## [Input material]
Segment Open
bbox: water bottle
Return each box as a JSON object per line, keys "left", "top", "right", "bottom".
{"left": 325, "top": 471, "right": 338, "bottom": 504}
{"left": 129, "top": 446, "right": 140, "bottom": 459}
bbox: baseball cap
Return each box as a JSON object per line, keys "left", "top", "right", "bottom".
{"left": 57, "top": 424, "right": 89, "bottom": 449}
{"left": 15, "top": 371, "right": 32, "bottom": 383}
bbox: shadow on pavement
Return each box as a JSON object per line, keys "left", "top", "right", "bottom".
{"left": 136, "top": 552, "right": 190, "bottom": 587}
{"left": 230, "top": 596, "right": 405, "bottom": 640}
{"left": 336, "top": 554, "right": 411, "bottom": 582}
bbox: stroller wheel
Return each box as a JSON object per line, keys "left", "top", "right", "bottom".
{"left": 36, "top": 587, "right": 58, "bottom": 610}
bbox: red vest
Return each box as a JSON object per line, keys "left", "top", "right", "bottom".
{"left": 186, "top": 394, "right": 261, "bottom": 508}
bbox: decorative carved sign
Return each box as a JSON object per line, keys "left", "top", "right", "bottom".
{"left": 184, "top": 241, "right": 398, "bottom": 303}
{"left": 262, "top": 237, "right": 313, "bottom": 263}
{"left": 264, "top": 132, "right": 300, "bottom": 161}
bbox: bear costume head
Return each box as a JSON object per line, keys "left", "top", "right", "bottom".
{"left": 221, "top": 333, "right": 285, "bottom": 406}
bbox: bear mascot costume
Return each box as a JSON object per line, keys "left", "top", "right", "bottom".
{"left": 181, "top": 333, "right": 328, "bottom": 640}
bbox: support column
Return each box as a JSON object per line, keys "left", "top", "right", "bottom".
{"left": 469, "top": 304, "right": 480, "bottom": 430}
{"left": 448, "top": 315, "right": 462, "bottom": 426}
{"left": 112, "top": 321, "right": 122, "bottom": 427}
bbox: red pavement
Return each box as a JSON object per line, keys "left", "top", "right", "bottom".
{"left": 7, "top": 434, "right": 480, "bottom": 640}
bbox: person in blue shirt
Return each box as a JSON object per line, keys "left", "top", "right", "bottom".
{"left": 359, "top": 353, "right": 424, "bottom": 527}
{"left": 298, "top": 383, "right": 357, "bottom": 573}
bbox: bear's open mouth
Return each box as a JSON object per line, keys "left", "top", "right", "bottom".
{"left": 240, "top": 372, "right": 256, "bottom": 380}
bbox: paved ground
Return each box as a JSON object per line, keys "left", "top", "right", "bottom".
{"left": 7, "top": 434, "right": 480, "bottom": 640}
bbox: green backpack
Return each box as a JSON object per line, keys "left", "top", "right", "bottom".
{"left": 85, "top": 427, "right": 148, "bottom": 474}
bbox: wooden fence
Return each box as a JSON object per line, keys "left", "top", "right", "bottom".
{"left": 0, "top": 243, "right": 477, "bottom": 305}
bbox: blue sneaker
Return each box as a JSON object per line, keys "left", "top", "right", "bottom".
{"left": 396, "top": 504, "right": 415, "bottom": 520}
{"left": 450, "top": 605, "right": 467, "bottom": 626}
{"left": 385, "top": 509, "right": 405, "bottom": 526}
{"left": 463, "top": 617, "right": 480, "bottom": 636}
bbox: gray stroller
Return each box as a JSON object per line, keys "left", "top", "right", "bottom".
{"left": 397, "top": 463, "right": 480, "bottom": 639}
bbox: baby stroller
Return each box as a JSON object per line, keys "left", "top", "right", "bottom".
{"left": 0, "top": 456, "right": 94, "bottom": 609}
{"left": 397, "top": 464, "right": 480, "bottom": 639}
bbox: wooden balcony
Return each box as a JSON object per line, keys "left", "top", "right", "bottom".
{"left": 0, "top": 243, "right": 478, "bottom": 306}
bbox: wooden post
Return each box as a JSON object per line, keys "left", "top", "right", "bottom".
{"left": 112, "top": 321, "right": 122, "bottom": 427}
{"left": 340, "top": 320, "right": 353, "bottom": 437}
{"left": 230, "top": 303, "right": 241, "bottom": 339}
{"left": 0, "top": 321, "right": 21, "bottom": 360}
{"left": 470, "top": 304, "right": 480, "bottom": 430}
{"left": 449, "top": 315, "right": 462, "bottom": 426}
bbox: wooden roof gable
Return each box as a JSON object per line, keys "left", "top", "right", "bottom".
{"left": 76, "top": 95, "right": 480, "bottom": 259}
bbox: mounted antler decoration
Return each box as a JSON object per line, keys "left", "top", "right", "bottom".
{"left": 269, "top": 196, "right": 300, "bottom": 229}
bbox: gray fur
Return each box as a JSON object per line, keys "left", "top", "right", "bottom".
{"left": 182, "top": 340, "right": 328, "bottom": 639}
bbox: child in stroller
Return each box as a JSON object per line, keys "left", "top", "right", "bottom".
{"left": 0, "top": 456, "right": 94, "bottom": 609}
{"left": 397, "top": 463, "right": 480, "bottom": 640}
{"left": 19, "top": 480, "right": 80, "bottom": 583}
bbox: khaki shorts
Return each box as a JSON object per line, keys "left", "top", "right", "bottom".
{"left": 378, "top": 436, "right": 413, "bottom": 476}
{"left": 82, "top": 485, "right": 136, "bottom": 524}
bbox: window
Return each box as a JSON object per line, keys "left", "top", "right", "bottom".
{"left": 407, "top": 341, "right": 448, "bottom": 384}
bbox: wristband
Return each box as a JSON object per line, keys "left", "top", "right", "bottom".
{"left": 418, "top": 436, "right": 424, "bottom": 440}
Segment Closed
## [Work task]
Print every entry exactly.

## [Exercise output]
bbox: water bottle
Return each box as a JSON object per line, keys "left", "top", "right", "bottom".
{"left": 325, "top": 471, "right": 338, "bottom": 504}
{"left": 129, "top": 446, "right": 140, "bottom": 459}
bbox: baseball cap
Return each box as a JSON object per line, keys "left", "top", "right", "bottom".
{"left": 57, "top": 424, "right": 89, "bottom": 449}
{"left": 15, "top": 371, "right": 32, "bottom": 383}
bbox: shadow on pavement
Return each box as a JSON object per line, keys "left", "top", "right", "bottom".
{"left": 136, "top": 552, "right": 190, "bottom": 587}
{"left": 230, "top": 596, "right": 405, "bottom": 640}
{"left": 336, "top": 554, "right": 411, "bottom": 582}
bbox: stroller wheel
Return each box as a JSON object per line, keys "left", "top", "right", "bottom".
{"left": 36, "top": 587, "right": 58, "bottom": 610}
bbox: red vest
Return each box as a JSON object per line, keys "left", "top", "right", "bottom".
{"left": 186, "top": 394, "right": 261, "bottom": 508}
bbox: decorative carved sign
Return each box as a JSON object per line, keys "left", "top", "right", "bottom".
{"left": 184, "top": 241, "right": 398, "bottom": 303}
{"left": 262, "top": 237, "right": 313, "bottom": 263}
{"left": 264, "top": 132, "right": 300, "bottom": 161}
bbox: bear costume head
Return each box as a JSON object per line, keys "left", "top", "right", "bottom".
{"left": 221, "top": 333, "right": 285, "bottom": 406}
bbox: bear mascot costume
Return each box as a JSON object per line, keys "left", "top", "right", "bottom".
{"left": 181, "top": 333, "right": 328, "bottom": 640}
bbox: support column
Return each box as a JSON object per line, keys "left", "top", "right", "bottom".
{"left": 469, "top": 304, "right": 480, "bottom": 430}
{"left": 448, "top": 315, "right": 462, "bottom": 426}
{"left": 112, "top": 321, "right": 122, "bottom": 427}
bbox: red pavement
Return each box as a JSON object per line, keys "left", "top", "right", "bottom".
{"left": 7, "top": 434, "right": 480, "bottom": 640}
bbox: person in blue shirt
Return each box as a JSON object per line, keys "left", "top", "right", "bottom".
{"left": 359, "top": 353, "right": 424, "bottom": 527}
{"left": 298, "top": 383, "right": 357, "bottom": 573}
bbox: bear's open mouth
Return each box as a JSON object per line, keys "left", "top", "right", "bottom".
{"left": 240, "top": 372, "right": 256, "bottom": 380}
bbox: paved ground
Return each box as a JSON object per line, keys "left", "top", "right", "bottom".
{"left": 7, "top": 434, "right": 480, "bottom": 640}
bbox: green backpack
Return each box as a JSON object per line, keys "left", "top", "right", "bottom".
{"left": 85, "top": 427, "right": 148, "bottom": 474}
bbox: wooden fence
Return each box as a JSON object per line, keys "left", "top", "right", "bottom".
{"left": 0, "top": 243, "right": 477, "bottom": 305}
bbox: blue sneaker
Return each box as a JSON object per line, keys "left", "top", "right", "bottom".
{"left": 396, "top": 504, "right": 415, "bottom": 520}
{"left": 450, "top": 605, "right": 467, "bottom": 626}
{"left": 385, "top": 509, "right": 405, "bottom": 526}
{"left": 463, "top": 617, "right": 480, "bottom": 636}
bbox: gray stroller
Return each box as a JSON object per line, keys "left", "top", "right", "bottom".
{"left": 397, "top": 463, "right": 480, "bottom": 639}
bbox: baby stroller
Return each box as a JSON object per line, keys "left", "top", "right", "bottom".
{"left": 0, "top": 456, "right": 94, "bottom": 609}
{"left": 397, "top": 464, "right": 480, "bottom": 639}
bbox: wooden balcony
Return each box as a JSON object per line, keys "left", "top", "right", "bottom".
{"left": 0, "top": 243, "right": 478, "bottom": 306}
bbox: wooden post
Return each box as a JSON object per line, keys "left", "top", "right", "bottom".
{"left": 112, "top": 321, "right": 122, "bottom": 427}
{"left": 340, "top": 320, "right": 353, "bottom": 437}
{"left": 230, "top": 303, "right": 241, "bottom": 339}
{"left": 0, "top": 321, "right": 21, "bottom": 360}
{"left": 470, "top": 304, "right": 480, "bottom": 430}
{"left": 449, "top": 315, "right": 462, "bottom": 426}
bbox: wooden roof gable
Return each box as a JSON object per line, keys "left", "top", "right", "bottom".
{"left": 76, "top": 95, "right": 480, "bottom": 259}
bbox: mounted antler decoration
Return each box as a JSON object per line, keys "left", "top", "right", "bottom".
{"left": 269, "top": 196, "right": 300, "bottom": 229}
bbox: gray fur
Return each box as a JSON object per line, keys "left", "top", "right", "bottom".
{"left": 182, "top": 340, "right": 328, "bottom": 639}
bbox: child in stroller
Return each box as a JSON object per line, keys "left", "top", "right", "bottom".
{"left": 0, "top": 456, "right": 94, "bottom": 609}
{"left": 397, "top": 463, "right": 480, "bottom": 640}
{"left": 19, "top": 480, "right": 80, "bottom": 583}
bbox: khaki shorts
Return each box as a JSON object per line, keys "left", "top", "right", "bottom".
{"left": 378, "top": 436, "right": 413, "bottom": 476}
{"left": 82, "top": 485, "right": 136, "bottom": 524}
bbox: window
Return each box as a JSON object per line, keys "left", "top", "right", "bottom".
{"left": 407, "top": 341, "right": 448, "bottom": 384}
bbox: wristband
Return each box as a JSON object per line, keys "left", "top", "right", "bottom".
{"left": 418, "top": 436, "right": 424, "bottom": 440}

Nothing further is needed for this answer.